**Text**

Re: [Tracker] [Re: tracker in F16]



On Tue, 20.09.11 09:49, Martyn Russell (martyn lanedo com) wrote:

a) tracker uses inotify recursively and creates a massive number of
watches due to that. That is both ugly and doesn't scale. Tracker
apparently tries to not take up the full pool of inotfy handles the
system provides, but that won't help if you have more than one user on

Yes, this sucks enormously. When we have a clean shutdown (i.e. no
work is being done and we know we're up to date), we can start up
with n thousand directories being monitored in < 60 seconds with
thousands of directories being crawled under cold cache. Again this
depends a little on the hardware and the number of directories, but
it's damn fast. It also shouldn't be that noticeable. Aleksander has
had some ideas about how to avoid this entirely, but then it's a
question of user space vs kernel space. I will let him comment
further here.

**Dataset extract**
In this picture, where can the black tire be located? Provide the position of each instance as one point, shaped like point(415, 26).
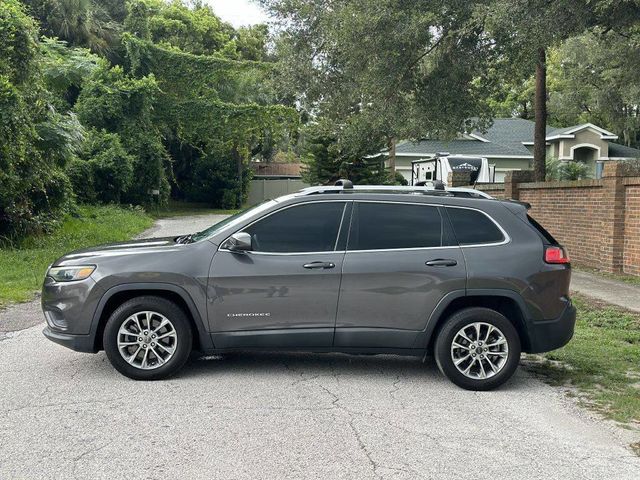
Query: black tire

**Tasks and exercises**
a - Copy everything in the tracker message from "Yes, this sucks" down to "further here.".
b - Summarize the tracker message in two sentences.

**Worked solutions**
a -
Yes, this sucks enormously. When we have a clean shutdown (i.e. no
work is being done and we know we're up to date), we can start up
with n thousand directories being monitored in < 60 seconds with
thousands of directories being crawled under cold cache. Again this
depends a little on the hardware and the number of directories, but
it's damn fast. It also shouldn't be that noticeable. Aleksander has
had some ideas about how to avoid this entirely, but then it's a
question of user space vs kernel space. I will let him comment
further here.

b - Tracker uses inotify recursively and creates a massive number of watches, which is ugly and doesn't scale, and the reply agrees that this sucks enormously. After a clean shutdown, startup with thousands of directories monitored takes under 60 seconds, depending somewhat on hardware and directory count, and Aleksander has ideas for avoiding the problem entirely, though that raises a question of user space versus kernel space.